Quoted passage:
....................
Produced by Thames Television subsidiary Euston Films for broadcast on the ITV network, the series was developed from Regan, a television film written by Ian Kennedy Martin, brother of Troy Kennedy Martin, who wrote several episodes and also the second feature film. In the early 1990s repeats aired on UK Gold, and repeats currently air on ITV4.
 
Reggie Perrin makes it three of mine so far, classic Leonard Rossiter.
Criminally I forgot about I, Claudius - John Hurt's performance as the completely insane Caligula is worthy of inclusion on its own.
 
Seen bits of Brass Eye, but barely even heard of the rest.

45 in, and ive only seen 5 (and of those, 2 were just one season, if that counts).

FFS I'm out.
 
I was not even a teenager at the time, but I still enjoyed Reggie Perrin.

As a lasting legacy, whenever I'm at EPCOT in Disney World, I always call the food place Sunshine Deserts! (It's real name is Sunshine Seasons).

Anybody think that when he was the pig farmer he looked like Gareth Southgate?
 
This is tending to become very much a poll on fictional series only. Understandable, but I thought it was a bit broader than that.
That said: a comment about I Claudius, which was my no. 1. I was riveted by it all those years ago. Bought it about ten or fifteen years ago on DVD. Still gripped.
The thing is, you can see it's been made with a bag of crisps and a packet of Smarties — the budget must have been laughable. The sets are a joke, the music (such as it is) is confined to heralds playing the same pre-recorded bit which sounds like a cow in labour. The costumes are the kind of thing you might get for Christmas when you were ten (if you were lucky).
....................
Input material:
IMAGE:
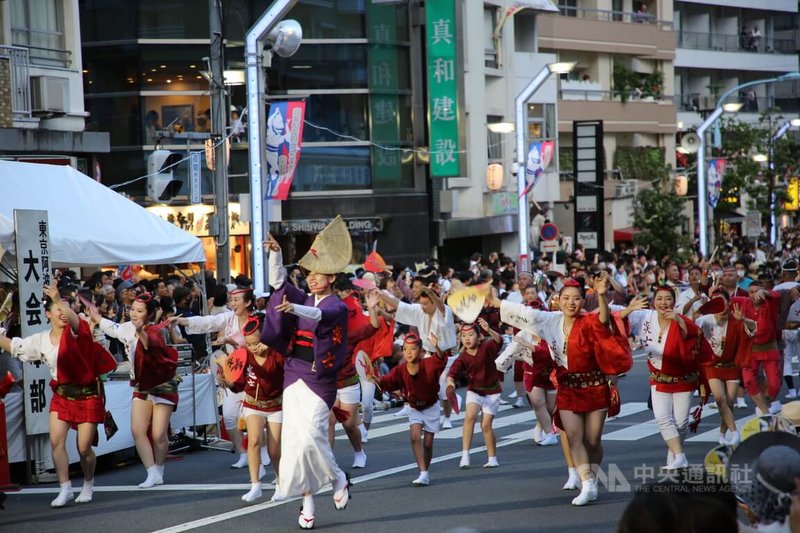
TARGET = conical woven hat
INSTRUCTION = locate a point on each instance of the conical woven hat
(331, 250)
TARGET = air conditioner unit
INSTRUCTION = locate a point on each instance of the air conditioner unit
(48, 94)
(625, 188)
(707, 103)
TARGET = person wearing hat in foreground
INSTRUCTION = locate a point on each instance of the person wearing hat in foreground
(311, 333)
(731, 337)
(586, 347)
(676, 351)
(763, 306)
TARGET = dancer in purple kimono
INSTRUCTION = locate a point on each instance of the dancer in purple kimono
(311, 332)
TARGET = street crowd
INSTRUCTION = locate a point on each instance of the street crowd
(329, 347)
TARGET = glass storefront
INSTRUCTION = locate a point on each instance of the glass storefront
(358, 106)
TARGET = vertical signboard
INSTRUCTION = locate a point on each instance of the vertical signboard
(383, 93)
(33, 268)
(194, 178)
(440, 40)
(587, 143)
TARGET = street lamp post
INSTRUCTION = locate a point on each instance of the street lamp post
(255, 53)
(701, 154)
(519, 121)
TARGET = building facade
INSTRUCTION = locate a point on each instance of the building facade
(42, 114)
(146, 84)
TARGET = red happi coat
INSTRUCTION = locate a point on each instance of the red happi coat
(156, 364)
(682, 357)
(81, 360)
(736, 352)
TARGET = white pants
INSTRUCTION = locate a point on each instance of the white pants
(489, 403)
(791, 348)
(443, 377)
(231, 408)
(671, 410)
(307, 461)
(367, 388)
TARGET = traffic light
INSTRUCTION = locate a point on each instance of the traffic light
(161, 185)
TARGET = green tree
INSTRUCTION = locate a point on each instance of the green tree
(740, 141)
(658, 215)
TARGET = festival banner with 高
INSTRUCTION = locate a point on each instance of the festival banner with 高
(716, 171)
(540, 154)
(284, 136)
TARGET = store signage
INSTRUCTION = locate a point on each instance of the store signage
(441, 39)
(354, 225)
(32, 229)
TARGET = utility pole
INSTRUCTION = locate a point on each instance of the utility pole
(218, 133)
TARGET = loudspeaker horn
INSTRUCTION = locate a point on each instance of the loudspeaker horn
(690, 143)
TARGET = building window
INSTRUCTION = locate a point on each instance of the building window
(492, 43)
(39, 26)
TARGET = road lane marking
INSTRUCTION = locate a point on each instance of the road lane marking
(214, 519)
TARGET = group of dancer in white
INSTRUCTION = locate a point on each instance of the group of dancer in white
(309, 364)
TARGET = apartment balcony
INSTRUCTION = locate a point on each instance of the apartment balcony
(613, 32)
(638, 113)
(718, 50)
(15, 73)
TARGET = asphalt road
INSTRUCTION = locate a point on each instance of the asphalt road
....................
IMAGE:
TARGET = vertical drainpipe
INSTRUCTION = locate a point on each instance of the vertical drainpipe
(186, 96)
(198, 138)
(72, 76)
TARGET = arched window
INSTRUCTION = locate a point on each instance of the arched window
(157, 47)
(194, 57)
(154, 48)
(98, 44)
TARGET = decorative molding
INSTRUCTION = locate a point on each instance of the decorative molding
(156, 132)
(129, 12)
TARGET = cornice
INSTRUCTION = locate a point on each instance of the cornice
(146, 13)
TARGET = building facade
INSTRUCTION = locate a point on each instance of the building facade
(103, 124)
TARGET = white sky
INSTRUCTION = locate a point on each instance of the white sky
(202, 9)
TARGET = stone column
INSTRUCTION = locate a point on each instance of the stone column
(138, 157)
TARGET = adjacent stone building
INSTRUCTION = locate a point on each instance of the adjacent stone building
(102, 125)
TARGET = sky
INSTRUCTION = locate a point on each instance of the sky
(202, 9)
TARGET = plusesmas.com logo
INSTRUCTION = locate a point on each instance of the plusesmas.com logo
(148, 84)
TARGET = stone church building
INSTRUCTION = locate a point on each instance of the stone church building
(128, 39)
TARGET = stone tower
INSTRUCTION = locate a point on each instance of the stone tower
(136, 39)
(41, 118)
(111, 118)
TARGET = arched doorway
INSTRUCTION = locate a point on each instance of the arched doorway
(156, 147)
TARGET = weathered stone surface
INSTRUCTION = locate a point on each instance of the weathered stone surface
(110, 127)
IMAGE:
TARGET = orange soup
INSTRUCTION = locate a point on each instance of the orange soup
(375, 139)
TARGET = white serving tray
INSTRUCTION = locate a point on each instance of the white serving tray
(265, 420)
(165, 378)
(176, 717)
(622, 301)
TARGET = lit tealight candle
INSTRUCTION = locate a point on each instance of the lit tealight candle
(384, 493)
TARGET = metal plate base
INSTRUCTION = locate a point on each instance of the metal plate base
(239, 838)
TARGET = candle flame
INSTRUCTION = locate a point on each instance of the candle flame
....................
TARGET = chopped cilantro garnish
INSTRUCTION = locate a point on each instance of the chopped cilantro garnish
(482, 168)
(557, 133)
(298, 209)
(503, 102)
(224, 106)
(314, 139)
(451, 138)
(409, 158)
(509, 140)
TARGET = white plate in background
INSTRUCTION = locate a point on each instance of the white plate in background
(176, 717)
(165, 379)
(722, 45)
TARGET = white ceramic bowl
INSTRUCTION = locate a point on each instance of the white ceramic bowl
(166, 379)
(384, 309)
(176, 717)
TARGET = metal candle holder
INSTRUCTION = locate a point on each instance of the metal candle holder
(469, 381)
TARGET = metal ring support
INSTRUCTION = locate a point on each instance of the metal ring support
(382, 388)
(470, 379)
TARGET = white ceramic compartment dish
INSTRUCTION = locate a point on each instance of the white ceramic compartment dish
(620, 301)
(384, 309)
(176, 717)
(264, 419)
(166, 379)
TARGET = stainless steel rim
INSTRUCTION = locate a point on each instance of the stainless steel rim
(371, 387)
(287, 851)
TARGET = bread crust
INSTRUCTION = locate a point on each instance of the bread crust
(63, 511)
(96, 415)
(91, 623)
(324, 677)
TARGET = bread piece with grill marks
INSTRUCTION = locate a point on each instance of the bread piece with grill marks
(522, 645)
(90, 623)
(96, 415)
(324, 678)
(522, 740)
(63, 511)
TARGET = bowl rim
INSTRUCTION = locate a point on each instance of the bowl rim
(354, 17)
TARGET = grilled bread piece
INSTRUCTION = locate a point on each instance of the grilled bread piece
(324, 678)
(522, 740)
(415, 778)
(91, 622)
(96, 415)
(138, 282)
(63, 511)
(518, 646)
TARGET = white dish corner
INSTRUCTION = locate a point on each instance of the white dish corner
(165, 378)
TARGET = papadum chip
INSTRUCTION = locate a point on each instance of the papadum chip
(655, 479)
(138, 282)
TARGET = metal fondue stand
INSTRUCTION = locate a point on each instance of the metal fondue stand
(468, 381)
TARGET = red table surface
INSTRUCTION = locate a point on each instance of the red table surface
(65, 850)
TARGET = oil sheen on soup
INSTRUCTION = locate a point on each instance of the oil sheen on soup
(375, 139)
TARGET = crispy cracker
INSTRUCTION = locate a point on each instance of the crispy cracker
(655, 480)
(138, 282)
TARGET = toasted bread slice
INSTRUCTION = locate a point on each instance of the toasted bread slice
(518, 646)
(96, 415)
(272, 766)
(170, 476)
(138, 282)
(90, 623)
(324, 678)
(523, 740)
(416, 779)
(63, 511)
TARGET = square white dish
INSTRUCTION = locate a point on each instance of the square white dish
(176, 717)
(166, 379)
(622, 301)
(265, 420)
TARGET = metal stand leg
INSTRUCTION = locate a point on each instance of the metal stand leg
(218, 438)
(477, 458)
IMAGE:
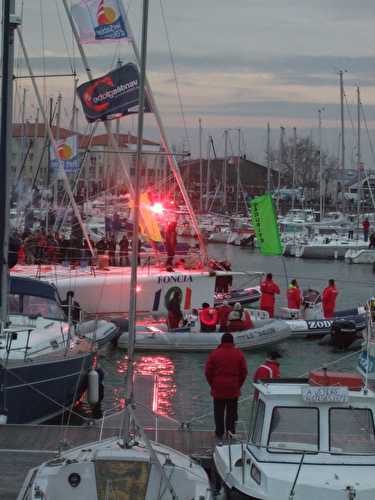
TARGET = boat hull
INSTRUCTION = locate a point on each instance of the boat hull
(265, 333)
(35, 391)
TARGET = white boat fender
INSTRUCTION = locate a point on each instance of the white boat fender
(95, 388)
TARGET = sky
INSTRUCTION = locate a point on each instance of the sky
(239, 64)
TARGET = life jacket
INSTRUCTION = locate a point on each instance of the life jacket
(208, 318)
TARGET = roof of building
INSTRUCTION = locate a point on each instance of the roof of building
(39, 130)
....................
Exercise instructions:
1 - Can you reproduce the listing word for word, from the line with "TARGET = building window" to the line with "INSTRUCTION = locate a point on each instance of the asphalt", including both of those lines?
2 - Could you continue the discussion of classic British television series from the point where it stops?
The listing has no connection to the text about British television series.

Answers for the tasks:
1 -
TARGET = building window
INSTRUCTION = locate a point on each instance of the building window
(492, 43)
(39, 26)
TARGET = road lane marking
INSTRUCTION = locate a point on each instance of the road lane marking
(214, 519)
TARGET = group of dancer in white
INSTRUCTION = locate a point on each instance of the group of dancer in white
(309, 364)
TARGET = apartment balcony
INSTRUCTION = locate a point on each instance of the apartment balcony
(613, 32)
(638, 113)
(718, 50)
(15, 73)
TARGET = asphalt road
INSTRUCTION = locate a point on each instance of the asphalt road

2 -
Everything — everything — rests on the screenplay, which is brilliant, and the quality of the acting. Brian Blessed, Siân Philips, John Hurt, Derek Jacobi (in the performance of a lifetime), George Baker as a wonderfully creepy Tiberius. Oh — nearly forgetting Patrick Stewart. A small oversight. Just a phenomenal team performance, with two bits of wood and some papier maché as back up.
I can understand a) that a lot of people on here would not have seen it first time round, and therefore never, and that b) in the wake of the epics revival with things like Rome and Gladiator, with all the sophistication that implies, people might not be able to get past the visual hokeyness of it. I lent the DVDs to a much younger friend a few years back — somebody who appreciates good acting — and he just couldn't get past that. I am, though, rather disappointed that it's placed relatively low. I didn't much care about any of my other choices. But that one, I did.
 
Reggie is currently being shown from the start on BBC4...sadly it's not stood the test of time too well overall.